## Your task
Rewrite all the rows below as a numbered list, leaving out any blank lines.

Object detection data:
-*-*-

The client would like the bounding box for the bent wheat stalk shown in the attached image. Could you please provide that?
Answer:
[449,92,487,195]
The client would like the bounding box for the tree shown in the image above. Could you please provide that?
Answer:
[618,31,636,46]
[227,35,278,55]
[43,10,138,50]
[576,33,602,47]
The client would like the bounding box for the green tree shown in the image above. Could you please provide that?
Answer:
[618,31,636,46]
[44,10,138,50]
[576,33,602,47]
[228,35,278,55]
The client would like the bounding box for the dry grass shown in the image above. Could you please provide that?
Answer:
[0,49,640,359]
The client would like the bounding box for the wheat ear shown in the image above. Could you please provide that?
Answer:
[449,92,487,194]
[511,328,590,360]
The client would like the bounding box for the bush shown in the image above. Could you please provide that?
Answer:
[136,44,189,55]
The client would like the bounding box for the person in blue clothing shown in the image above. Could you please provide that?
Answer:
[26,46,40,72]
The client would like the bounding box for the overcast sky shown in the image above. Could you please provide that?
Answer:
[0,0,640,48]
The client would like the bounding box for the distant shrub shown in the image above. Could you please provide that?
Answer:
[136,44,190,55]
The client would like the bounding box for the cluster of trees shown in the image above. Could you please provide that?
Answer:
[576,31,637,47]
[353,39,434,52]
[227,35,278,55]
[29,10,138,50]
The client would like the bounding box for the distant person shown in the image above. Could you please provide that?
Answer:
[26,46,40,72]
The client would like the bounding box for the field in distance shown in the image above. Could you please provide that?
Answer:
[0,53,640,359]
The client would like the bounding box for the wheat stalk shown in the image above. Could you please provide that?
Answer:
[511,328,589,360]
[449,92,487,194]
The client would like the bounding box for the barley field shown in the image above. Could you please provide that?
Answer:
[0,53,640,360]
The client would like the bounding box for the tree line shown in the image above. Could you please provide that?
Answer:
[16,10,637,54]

-*-*-

## Solution
1. The client would like the bounding box for the bent wheat stalk shown in the attached image. Could you please provide that?
2. Answer:
3. [449,92,487,195]
4. The client would like the bounding box for the tree shown in the image above. Could you please provide that?
5. Answer:
6. [618,31,636,46]
7. [227,35,278,55]
8. [43,10,138,50]
9. [576,33,602,47]
10. The client would like the bounding box for the green tree shown in the image above. Could you please provide that?
11. Answer:
12. [618,31,636,46]
13. [44,10,138,50]
14. [576,33,602,47]
15. [228,35,278,55]
16. The client would like the bounding box for the dry grass shown in the image above. Could you please provide that?
17. Answer:
18. [0,49,640,359]
19. The client would like the bounding box for the wheat ear shown in the image above. Could you please provide that?
20. Answer:
21. [449,92,487,194]
22. [511,328,590,360]
23. The client would like the bounding box for the bush shown in the image above. Could you please provide that?
24. Answer:
25. [136,44,189,55]
26. The client would like the bounding box for the person in blue clothing shown in the image above. Could you please provide that?
27. Answer:
28. [26,46,40,72]
29. The client would like the bounding box for the overcast sky shown in the image above. Could you please provide that?
30. Answer:
31. [0,0,640,48]
32. The client would like the bounding box for the distant shrub shown in the image above. Could you please provide that?
33. Answer:
34. [136,44,190,55]
35. The client would like the bounding box for the cluster of trees shown in the image above. Could you please provide that?
36. Answer:
37. [576,31,637,47]
38. [353,39,434,52]
39. [227,35,278,55]
40. [29,10,138,50]
41. The client would like the bounding box for the distant person shown in the image above. Could you please provide that?
42. Answer:
43. [26,46,40,72]
44. The client would like the bounding box for the field in distance shown in the image above. Could you please provide that?
45. Answer:
46. [0,53,640,359]
47. The client would like the bounding box for the wheat stalk shown in the image above. Could you please provide that?
48. Answer:
49. [511,328,589,360]
50. [449,92,487,194]
51. The client would like the bounding box for the barley field shown in the image above. Could you please provide that?
52. Answer:
53. [0,53,640,360]
54. The client would like the bounding box for the tree line shown in the image above. Could you please provide that?
55. Answer:
56. [16,10,637,54]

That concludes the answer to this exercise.